>>>

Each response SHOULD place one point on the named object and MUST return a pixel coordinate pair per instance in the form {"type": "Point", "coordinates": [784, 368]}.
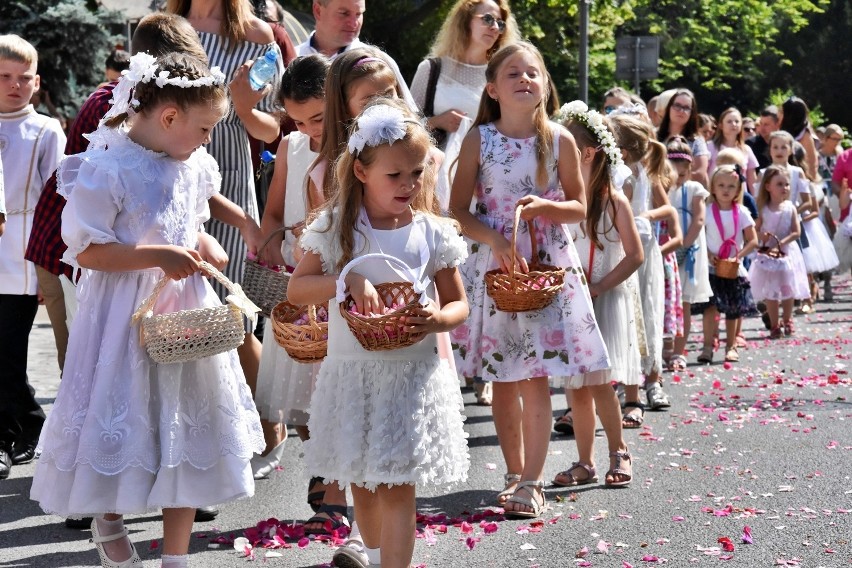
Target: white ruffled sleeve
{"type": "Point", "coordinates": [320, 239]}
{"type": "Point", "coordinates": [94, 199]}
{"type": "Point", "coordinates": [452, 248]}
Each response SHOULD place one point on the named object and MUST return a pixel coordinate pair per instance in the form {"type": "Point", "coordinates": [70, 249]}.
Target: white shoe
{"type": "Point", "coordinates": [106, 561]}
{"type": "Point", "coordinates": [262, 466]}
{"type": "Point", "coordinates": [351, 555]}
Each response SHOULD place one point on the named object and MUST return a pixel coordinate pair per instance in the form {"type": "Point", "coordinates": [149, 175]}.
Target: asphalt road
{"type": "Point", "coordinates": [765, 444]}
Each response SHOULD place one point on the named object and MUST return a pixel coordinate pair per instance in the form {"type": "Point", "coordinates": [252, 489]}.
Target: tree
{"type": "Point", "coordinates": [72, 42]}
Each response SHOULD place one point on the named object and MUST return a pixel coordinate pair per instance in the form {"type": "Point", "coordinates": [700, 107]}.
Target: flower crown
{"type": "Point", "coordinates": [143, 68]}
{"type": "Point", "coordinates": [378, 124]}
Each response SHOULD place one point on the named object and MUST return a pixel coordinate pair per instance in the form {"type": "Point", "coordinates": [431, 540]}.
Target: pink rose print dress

<<<
>>>

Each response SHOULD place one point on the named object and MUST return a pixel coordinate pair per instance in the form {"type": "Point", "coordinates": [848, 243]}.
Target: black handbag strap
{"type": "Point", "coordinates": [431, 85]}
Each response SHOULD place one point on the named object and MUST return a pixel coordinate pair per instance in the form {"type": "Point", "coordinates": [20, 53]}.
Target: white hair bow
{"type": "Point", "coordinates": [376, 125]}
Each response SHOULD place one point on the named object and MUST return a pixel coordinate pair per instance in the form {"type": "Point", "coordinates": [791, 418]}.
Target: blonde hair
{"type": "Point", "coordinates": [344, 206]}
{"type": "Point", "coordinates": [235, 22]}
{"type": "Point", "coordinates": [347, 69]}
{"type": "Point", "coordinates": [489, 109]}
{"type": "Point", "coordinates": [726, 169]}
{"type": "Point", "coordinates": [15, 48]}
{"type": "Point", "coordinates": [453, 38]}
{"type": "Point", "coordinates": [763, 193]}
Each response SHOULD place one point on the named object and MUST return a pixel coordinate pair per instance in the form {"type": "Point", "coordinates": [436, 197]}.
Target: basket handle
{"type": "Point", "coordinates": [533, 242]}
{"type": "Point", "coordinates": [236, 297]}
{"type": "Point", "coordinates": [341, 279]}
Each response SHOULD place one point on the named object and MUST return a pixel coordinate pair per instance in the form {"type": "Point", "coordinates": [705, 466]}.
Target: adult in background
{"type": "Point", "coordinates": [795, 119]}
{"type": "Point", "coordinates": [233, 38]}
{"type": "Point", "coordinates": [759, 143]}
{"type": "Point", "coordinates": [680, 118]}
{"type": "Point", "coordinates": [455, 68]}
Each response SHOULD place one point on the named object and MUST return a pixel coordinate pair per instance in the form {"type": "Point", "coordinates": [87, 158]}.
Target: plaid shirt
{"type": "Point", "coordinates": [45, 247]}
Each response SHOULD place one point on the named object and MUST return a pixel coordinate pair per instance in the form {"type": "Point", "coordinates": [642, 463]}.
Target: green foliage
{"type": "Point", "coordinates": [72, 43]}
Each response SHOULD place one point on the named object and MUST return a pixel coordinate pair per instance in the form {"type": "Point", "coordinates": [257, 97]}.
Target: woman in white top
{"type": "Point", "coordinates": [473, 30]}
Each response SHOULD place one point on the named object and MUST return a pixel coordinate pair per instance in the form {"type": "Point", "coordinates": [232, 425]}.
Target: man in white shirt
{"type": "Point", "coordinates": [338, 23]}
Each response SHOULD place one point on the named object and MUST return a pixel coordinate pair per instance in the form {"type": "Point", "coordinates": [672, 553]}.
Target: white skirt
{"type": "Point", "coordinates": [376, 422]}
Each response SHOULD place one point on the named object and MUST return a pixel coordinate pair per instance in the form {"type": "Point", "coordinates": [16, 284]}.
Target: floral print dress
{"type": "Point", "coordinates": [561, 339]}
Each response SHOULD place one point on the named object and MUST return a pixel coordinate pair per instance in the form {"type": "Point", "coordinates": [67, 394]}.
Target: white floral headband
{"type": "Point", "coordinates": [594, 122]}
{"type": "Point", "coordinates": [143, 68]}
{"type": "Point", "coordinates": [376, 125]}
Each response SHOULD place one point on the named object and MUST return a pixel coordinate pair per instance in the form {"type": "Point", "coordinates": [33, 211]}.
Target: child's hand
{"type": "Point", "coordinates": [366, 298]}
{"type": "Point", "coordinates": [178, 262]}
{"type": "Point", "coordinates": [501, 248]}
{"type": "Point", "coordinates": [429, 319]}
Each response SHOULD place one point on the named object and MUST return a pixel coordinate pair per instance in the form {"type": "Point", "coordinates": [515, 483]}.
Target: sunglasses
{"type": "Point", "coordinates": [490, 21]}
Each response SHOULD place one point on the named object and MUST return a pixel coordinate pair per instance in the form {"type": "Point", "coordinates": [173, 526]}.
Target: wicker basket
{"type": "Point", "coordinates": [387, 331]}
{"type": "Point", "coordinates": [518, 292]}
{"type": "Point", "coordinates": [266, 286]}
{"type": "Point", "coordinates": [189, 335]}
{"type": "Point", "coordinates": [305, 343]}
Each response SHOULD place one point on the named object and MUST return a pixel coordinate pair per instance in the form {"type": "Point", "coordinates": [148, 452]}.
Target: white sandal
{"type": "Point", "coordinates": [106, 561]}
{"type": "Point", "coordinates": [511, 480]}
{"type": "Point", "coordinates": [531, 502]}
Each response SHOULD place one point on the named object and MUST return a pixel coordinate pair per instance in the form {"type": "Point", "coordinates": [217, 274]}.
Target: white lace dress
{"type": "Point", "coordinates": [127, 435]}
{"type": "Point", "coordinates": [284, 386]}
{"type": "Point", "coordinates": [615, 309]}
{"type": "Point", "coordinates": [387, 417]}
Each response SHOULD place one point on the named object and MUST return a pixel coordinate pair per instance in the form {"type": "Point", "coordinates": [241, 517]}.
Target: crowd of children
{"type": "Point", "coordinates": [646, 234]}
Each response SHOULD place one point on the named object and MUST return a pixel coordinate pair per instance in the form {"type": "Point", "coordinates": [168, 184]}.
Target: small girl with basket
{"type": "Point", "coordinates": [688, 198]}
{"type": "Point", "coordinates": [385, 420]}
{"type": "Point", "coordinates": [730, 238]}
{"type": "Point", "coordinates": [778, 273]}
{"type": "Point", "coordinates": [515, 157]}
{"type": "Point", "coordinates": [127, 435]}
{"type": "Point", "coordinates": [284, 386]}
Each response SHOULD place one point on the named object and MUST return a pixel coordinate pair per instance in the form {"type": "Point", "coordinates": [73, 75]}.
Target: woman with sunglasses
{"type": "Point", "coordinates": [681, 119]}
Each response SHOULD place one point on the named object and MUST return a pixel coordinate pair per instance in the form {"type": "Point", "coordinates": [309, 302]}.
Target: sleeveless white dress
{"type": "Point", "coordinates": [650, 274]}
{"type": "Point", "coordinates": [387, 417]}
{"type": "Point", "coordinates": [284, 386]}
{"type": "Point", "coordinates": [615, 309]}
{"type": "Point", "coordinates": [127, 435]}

<<<

■ Goal
Collect every line of the items above that contains the word "floral", and copy each one out in full.

■ Solution to the exercise
Target: floral print dress
Target: white floral headband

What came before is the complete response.